◆ Excerpt to read
- Opening Delimiter -
Ferbose
Headphoneus Supremus
- Joined
- Jun 27, 2004
- Posts
- 1,823
- Likes
- 24
While I was looking into topics related to ambience, I borrowed a few books from our university library and was surprised to learn about the importance of room acoustics on our basic perception of sound and music. I also realized that ambience reproduction is one of the most challenging aspects of music playback. It is also shocking that the most basic concepts in textbooks about room acoustics and spatial perception are rarely mentioned in audiophile press and discussion boards. Therefore I think it is good to share a few important things I have learned from the books.
The most basic thing to know about room acoustics is probably this: in an ordinary room the acoustic energy reaching our ears is more from reflected and diffracted sound than from direct sound, if the source is more than a few feet away. Here is a simple figure from a book that illustrates this phenomenon:
Figure A is a hypothetical source playing several sustained notes of fixed amplitude. Figure B shows the amplitude detected by a recording microphone in a room with moderate reverberation. Figure C is the amplitude measured in a more reverberant room. (Olson, Music, Physics and Engineering, 2nd Ed., Dover, New York, 1967)
- Closing Delimiter -
◆ What the exercise asks
Retype the entire room acoustics post without altering a single character. Please draw only on the room acoustics post above.

◆ Information given
- Opening Delimiter -
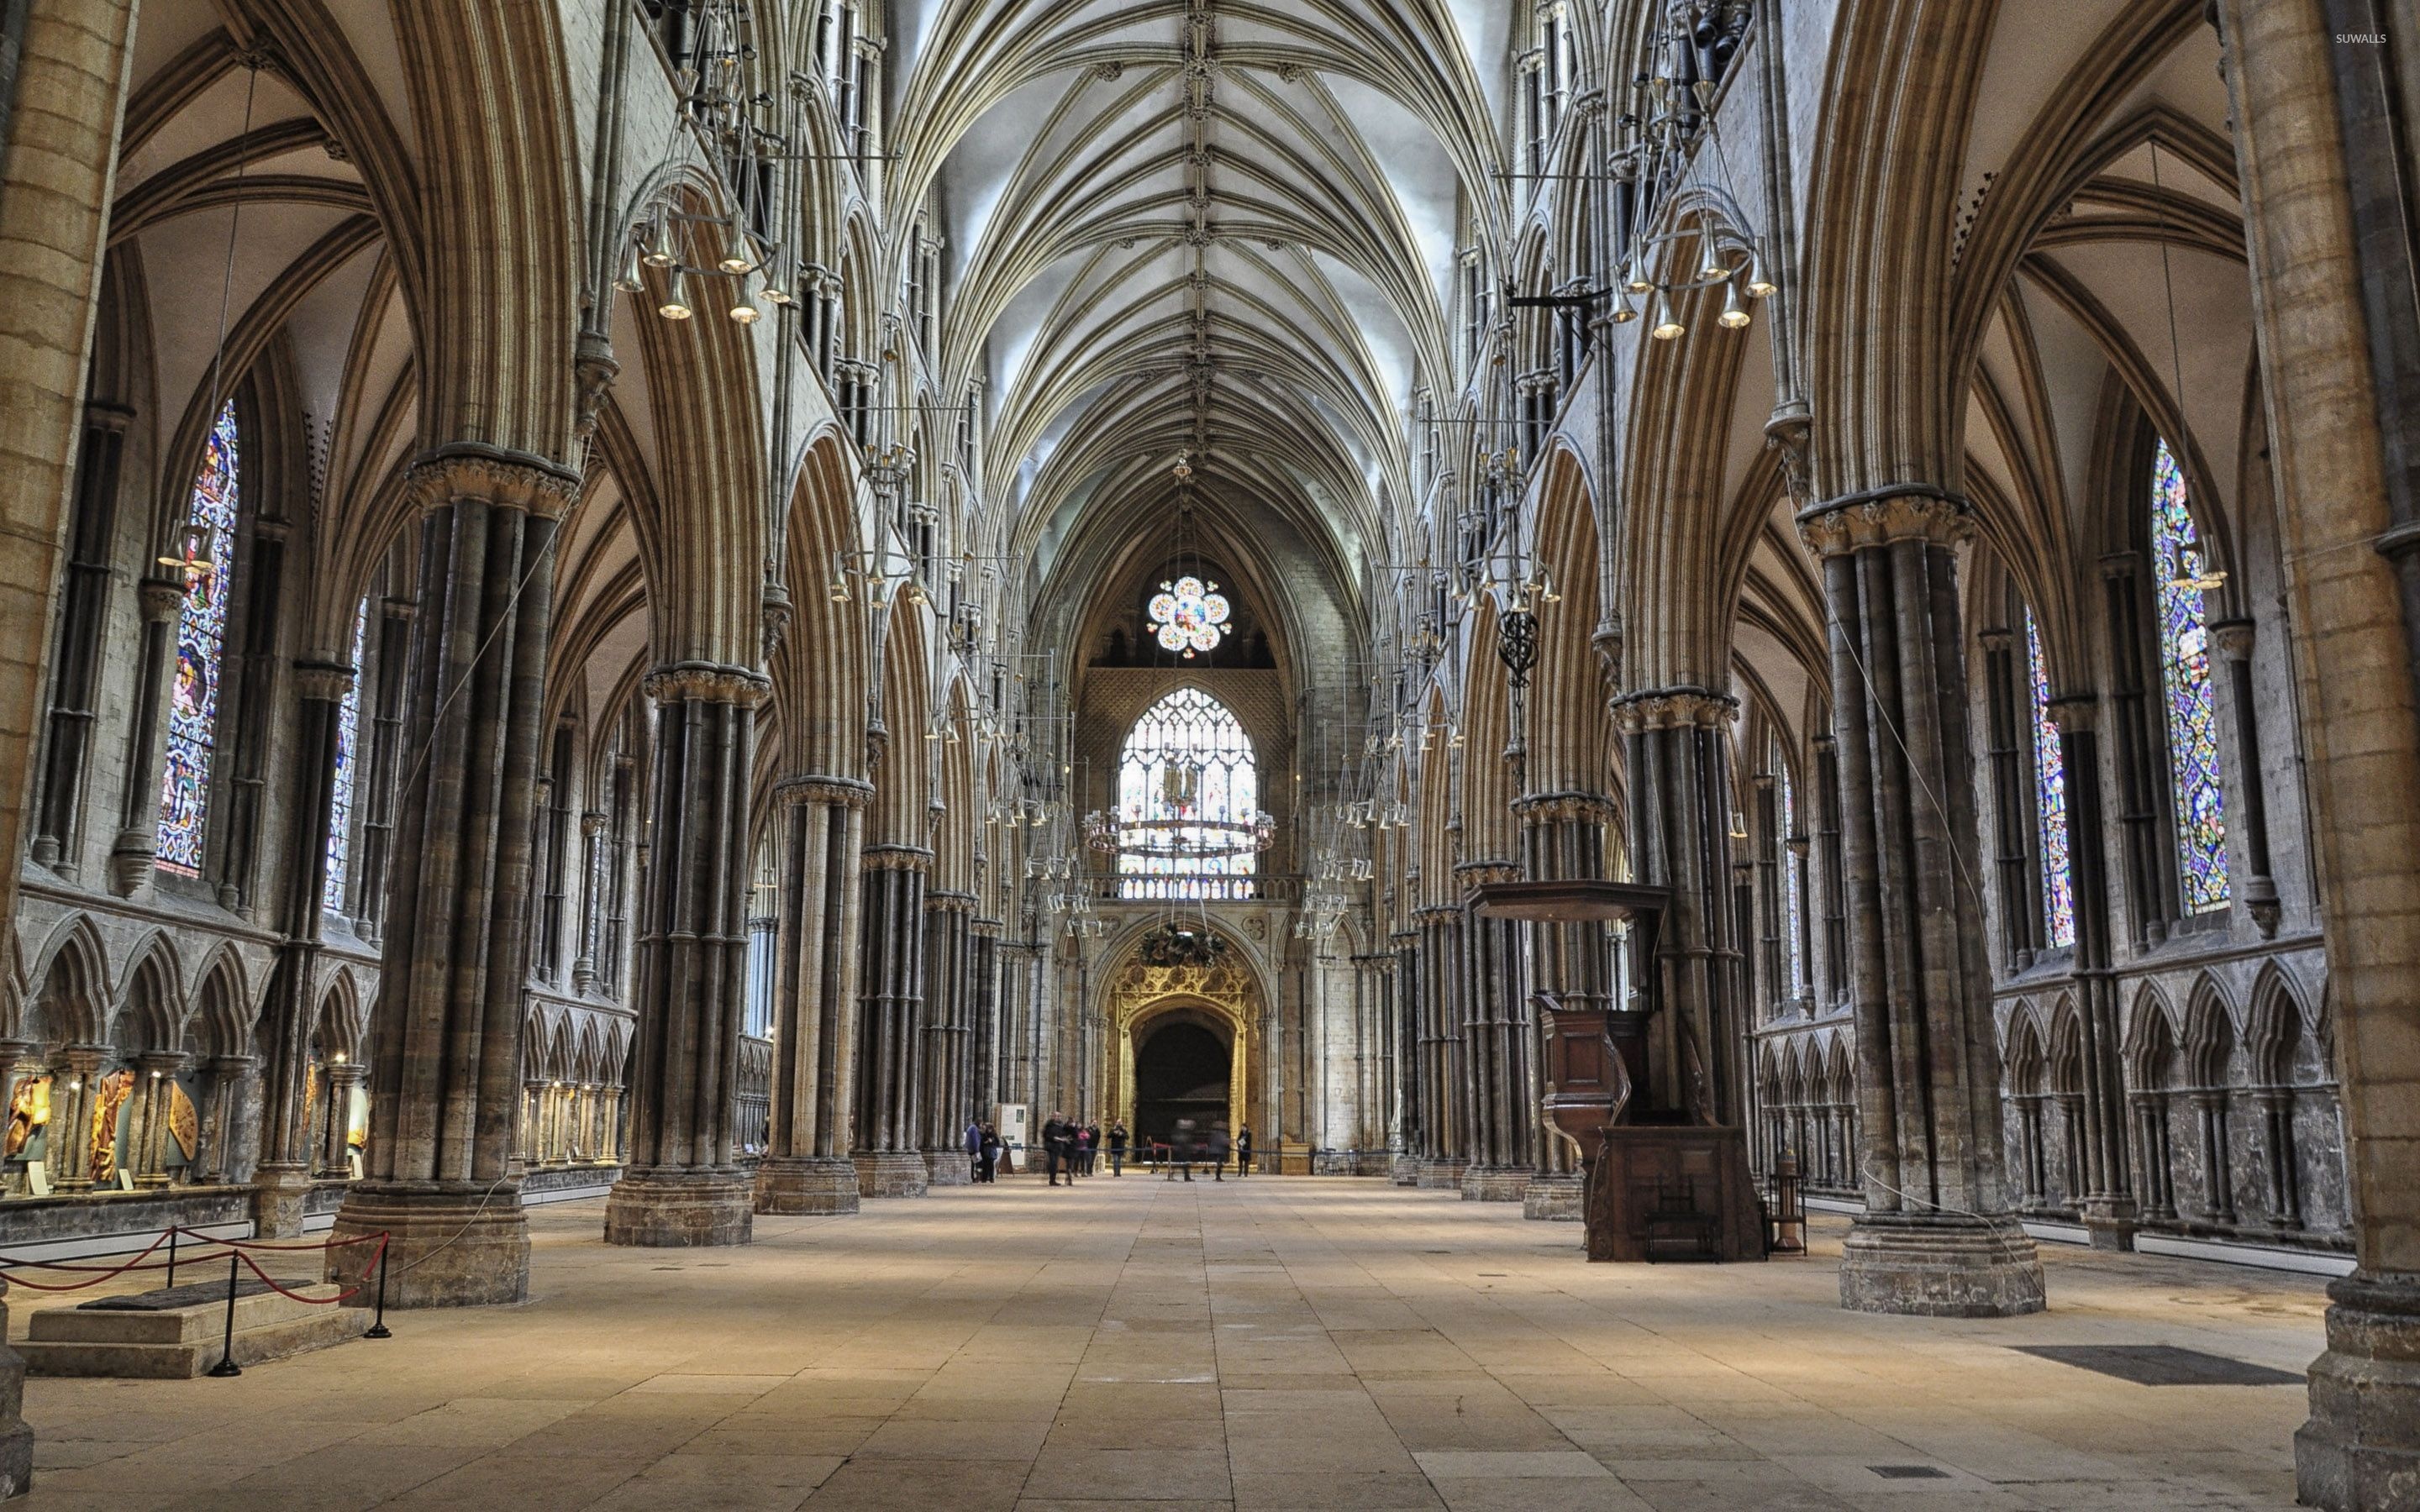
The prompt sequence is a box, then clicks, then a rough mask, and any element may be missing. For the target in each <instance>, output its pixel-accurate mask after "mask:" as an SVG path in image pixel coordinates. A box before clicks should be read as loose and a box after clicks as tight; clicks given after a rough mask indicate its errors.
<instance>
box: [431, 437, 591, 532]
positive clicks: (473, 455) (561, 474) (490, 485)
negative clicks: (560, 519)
- Closing Delimiter -
- Opening Delimiter -
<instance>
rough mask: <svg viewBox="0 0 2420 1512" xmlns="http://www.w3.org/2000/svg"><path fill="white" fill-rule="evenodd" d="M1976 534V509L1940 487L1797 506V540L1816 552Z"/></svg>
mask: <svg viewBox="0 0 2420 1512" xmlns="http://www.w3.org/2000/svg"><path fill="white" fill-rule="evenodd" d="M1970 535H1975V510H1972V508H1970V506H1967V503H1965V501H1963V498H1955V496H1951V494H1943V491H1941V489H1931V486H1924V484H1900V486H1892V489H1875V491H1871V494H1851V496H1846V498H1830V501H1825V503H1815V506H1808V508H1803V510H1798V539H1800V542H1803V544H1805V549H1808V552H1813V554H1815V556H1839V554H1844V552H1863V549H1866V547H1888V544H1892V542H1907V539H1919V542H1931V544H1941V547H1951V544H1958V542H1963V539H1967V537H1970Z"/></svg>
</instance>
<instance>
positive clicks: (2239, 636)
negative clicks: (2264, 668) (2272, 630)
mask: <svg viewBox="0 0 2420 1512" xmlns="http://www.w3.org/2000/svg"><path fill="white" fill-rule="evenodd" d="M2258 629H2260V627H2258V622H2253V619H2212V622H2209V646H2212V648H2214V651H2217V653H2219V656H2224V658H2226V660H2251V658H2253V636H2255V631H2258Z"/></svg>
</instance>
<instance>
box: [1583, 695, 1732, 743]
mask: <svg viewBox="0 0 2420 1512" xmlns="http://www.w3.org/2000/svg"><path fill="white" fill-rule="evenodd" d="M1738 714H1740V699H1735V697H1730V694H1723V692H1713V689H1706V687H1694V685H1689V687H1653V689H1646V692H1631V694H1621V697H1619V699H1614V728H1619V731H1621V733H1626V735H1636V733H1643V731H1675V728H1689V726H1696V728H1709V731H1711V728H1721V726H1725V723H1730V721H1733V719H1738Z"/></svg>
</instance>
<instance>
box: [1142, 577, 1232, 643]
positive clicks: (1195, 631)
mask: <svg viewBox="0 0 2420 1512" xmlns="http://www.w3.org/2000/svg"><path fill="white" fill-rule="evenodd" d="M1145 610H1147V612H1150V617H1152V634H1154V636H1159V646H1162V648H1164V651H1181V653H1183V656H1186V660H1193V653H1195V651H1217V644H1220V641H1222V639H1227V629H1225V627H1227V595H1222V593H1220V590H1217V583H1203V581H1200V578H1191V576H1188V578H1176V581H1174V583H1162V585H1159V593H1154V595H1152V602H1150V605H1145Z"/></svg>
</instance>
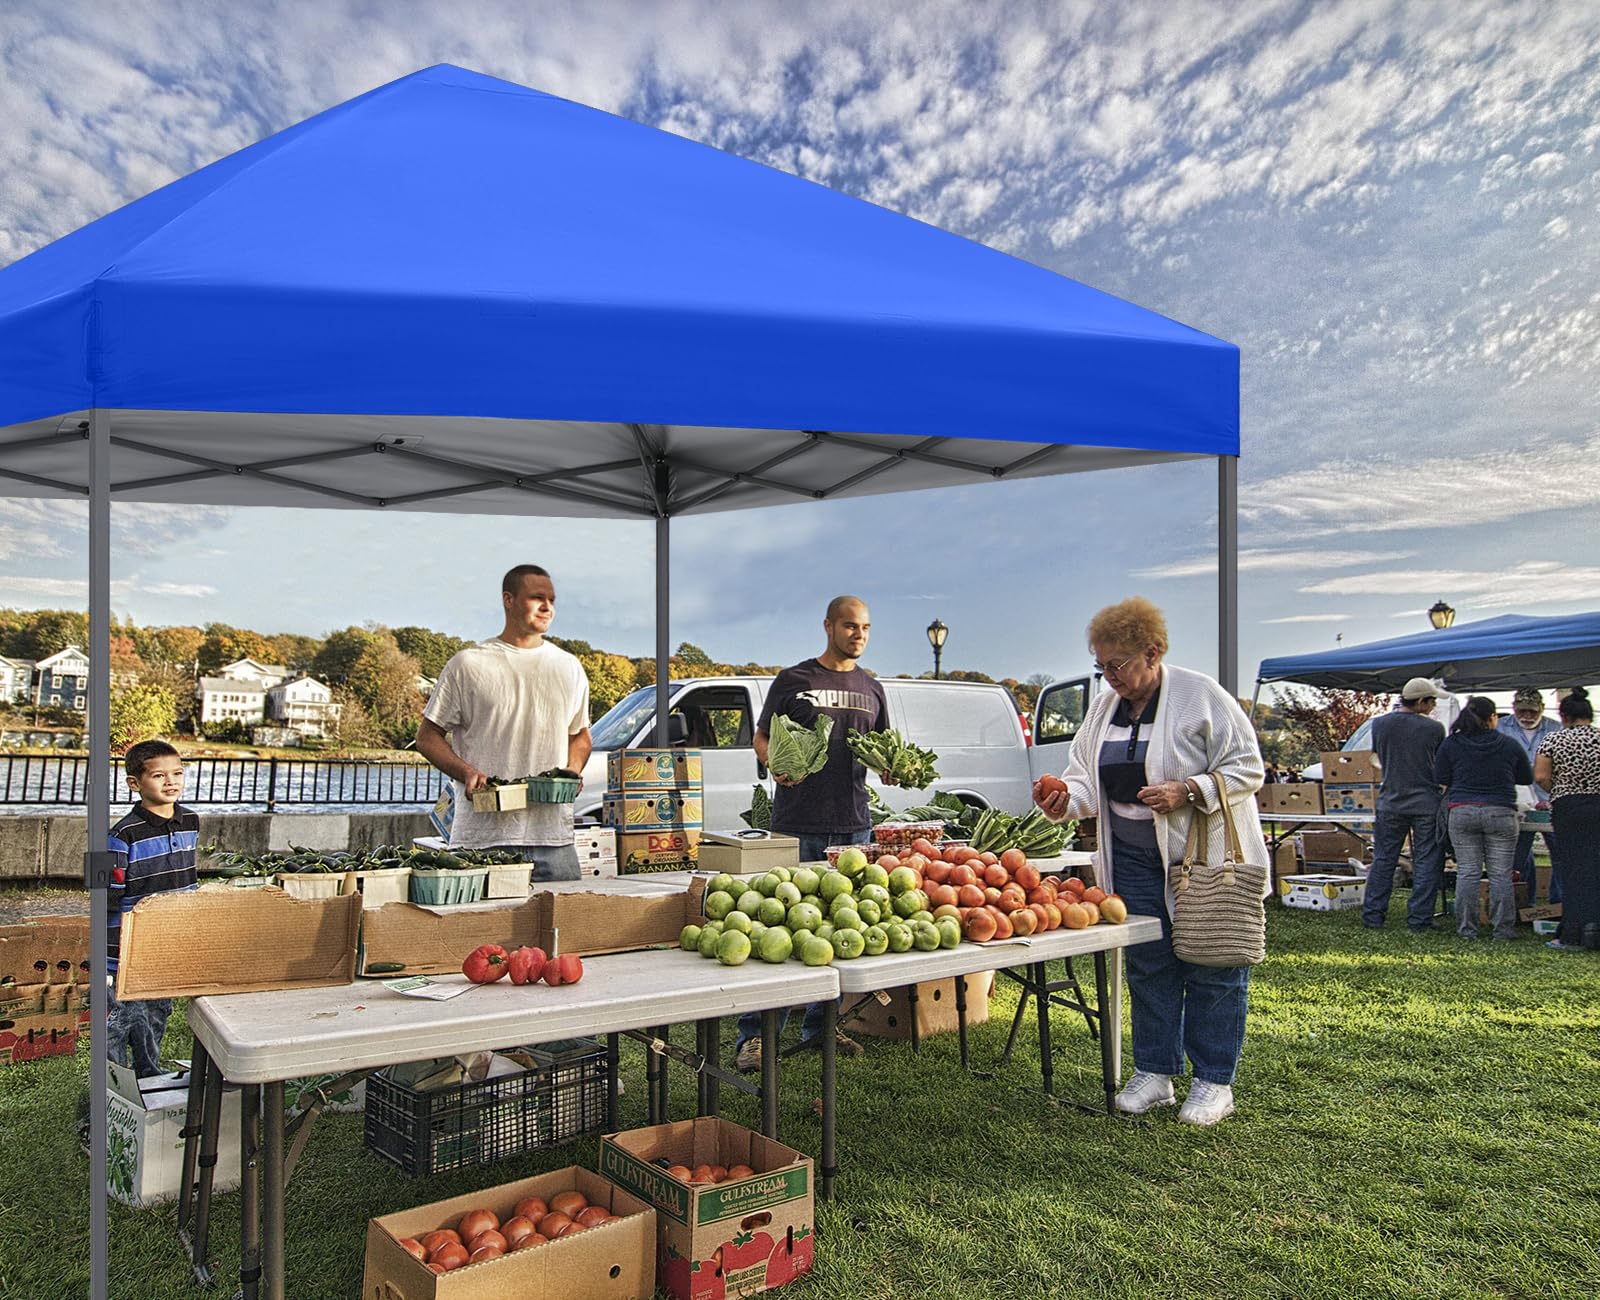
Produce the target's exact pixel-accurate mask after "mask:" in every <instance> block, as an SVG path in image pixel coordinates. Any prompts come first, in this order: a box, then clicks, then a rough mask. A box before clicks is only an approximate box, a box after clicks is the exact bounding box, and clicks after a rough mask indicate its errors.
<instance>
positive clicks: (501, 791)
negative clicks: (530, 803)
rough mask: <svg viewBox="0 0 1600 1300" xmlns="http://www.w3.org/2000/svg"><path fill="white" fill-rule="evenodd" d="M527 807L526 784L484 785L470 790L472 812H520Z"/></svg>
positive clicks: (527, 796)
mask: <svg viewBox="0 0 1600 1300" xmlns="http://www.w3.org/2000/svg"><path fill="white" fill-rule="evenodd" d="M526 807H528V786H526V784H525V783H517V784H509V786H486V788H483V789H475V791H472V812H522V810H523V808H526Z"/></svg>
- Closing Delimiter -
- Opening Delimiter -
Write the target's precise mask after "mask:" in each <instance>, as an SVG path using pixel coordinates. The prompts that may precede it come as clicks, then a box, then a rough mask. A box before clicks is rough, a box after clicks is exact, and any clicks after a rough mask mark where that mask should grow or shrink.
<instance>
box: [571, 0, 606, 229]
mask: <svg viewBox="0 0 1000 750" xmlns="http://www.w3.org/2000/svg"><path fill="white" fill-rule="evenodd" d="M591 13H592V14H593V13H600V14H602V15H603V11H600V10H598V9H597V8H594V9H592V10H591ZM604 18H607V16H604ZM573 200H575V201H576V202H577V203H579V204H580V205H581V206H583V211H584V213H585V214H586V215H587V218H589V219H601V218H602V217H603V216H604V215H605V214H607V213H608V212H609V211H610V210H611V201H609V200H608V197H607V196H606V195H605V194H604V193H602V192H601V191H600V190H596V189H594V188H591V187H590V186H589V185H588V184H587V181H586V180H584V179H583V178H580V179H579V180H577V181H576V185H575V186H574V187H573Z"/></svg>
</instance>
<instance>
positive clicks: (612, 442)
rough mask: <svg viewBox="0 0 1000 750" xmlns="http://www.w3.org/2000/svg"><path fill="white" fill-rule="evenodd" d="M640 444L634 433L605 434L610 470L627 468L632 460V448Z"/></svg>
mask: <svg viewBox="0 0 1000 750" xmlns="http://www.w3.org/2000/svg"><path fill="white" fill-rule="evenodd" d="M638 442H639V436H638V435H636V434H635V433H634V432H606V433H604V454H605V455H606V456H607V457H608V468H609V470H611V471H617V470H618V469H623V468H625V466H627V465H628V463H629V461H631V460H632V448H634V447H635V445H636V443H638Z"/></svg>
- Closing Delimiter -
◆ Solution for this task
Ferbose
Headphoneus Supremus
- Joined
- Jun 27, 2004
- Posts
- 1,823
- Likes
- 24
While I was looking into topics related to ambience, I borrowed a few books from our university library and was surprised to learn about the importance of room acoustics on our basic perception of sound and music. I also realized that ambience reproduction is one of the most challenging aspects of music playback. It is also shocking that the most basic concepts in textbooks about room acoustics and spatial perception are rarely mentioned in audiophile press and discussion boards. Therefore I think it is good to share a few important things I have learned from the books.
The most basic thing to know about room acoustics is probably this: in an ordinary room the acoustic energy reaching our ears is more from reflected and diffracted sound than from direct sound, if the source is more than a few feet away. Here is a simple figure from a book that illustrates this phenomenon:
Figure A is a hypothetical source playing several sustained notes of fixed amplitude. Figure B shows the amplitude detected by a recording microphone in a room with moderate reverberation. Figure C is the amplitude measured in a more reverberant room. (Olson, Music, Physics and Engineering, 2nd Ed., Dover, New York, 1967)